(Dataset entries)
###

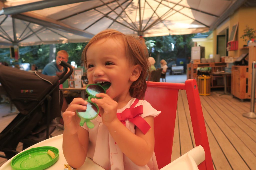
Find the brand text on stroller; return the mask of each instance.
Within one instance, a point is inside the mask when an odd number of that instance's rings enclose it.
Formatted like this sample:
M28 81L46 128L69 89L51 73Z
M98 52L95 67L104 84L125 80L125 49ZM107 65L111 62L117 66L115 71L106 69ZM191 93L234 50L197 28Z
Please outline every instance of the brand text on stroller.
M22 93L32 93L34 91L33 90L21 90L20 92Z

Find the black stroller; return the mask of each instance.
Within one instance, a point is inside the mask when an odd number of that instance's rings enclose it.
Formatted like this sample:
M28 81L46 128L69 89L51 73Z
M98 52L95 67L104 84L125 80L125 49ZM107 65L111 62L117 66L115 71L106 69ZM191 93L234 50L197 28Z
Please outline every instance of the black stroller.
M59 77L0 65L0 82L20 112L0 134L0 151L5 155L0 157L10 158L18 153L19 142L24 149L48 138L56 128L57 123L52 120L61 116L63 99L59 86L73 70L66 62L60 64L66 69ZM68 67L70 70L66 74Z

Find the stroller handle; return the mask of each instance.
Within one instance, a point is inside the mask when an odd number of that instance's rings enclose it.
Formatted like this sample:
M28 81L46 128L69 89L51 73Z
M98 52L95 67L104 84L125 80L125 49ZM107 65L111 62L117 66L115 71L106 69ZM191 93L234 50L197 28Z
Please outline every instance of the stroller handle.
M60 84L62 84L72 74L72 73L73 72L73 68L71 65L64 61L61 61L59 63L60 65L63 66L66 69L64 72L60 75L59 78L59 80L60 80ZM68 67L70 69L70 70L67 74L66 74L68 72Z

###

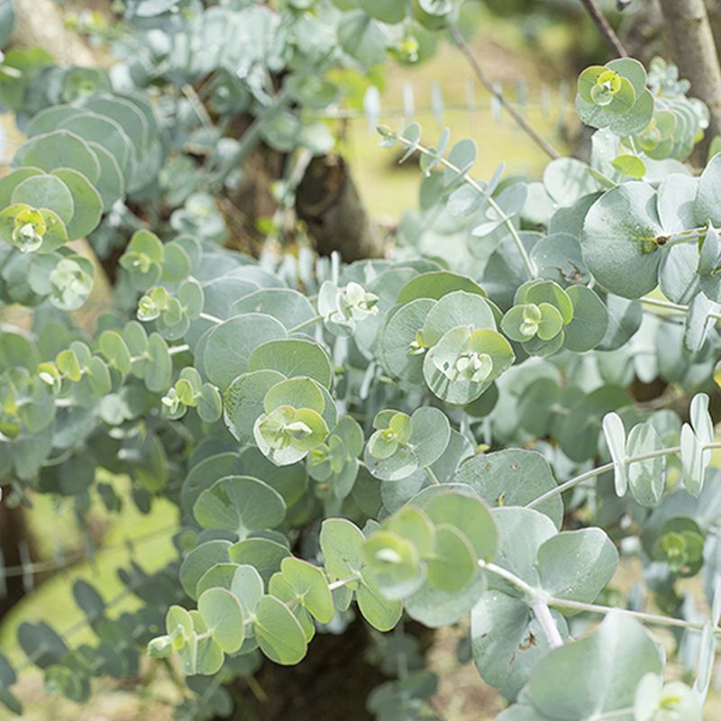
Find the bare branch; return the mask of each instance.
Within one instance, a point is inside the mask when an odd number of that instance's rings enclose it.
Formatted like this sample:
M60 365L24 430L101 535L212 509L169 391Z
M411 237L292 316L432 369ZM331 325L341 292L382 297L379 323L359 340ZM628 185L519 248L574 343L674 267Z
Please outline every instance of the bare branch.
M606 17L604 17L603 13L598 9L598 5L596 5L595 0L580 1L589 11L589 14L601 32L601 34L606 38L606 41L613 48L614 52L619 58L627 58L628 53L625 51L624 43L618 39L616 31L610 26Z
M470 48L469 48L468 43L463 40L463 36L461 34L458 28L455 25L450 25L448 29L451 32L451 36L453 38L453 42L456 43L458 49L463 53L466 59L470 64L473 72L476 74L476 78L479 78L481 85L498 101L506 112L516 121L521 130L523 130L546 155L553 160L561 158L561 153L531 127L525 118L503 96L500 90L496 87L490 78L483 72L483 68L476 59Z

###

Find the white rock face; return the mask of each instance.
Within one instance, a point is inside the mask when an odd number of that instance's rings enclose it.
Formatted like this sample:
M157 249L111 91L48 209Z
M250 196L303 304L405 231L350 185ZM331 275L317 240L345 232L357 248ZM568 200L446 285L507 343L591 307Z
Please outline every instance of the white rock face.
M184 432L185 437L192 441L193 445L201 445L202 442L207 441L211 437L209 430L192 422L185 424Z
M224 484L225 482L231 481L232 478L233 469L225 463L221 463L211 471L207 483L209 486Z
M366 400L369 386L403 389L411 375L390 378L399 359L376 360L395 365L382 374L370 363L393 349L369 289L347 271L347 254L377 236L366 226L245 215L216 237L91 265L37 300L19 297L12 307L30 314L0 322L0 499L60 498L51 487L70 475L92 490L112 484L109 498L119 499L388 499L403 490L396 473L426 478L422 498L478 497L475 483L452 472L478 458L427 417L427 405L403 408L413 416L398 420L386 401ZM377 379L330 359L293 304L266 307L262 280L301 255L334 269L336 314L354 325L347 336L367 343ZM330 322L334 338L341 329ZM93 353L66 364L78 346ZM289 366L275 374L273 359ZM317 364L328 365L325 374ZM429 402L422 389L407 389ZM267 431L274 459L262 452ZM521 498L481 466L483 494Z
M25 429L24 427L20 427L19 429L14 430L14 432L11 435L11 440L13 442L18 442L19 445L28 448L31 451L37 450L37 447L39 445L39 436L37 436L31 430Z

###

WHAT IS EXPECTED
Copy the listing lines above word for word, beginning at the line that contains "Find the bare" and stopping after the line that contains "M470 48L469 48L468".

EXERCISE ANSWER
Find the bare branch; return the mask of each instance.
Within one instance, a point is inside the mask when an odd number of that instance's rings enclose it.
Formatted like this sample:
M60 365L24 430L101 535L212 509L169 391Z
M411 237L292 316L432 369ZM331 325L341 292L382 297L379 323L359 340ZM628 185L519 248L574 343L674 267Z
Please outline every instance of the bare branch.
M606 17L604 17L603 13L598 9L598 5L596 5L595 0L580 1L589 11L589 14L601 32L601 34L606 38L606 41L613 48L614 52L619 58L627 58L628 53L625 51L624 43L618 39L616 31L610 26Z
M470 48L469 48L468 43L463 40L463 36L461 34L458 28L455 25L450 25L448 29L451 32L451 36L453 38L453 42L456 43L458 49L463 53L466 59L470 64L473 72L476 74L476 78L479 78L481 85L498 101L506 112L516 121L521 130L523 130L546 155L553 160L561 158L561 153L531 127L525 118L503 96L500 90L496 87L490 78L483 72L483 68L476 59Z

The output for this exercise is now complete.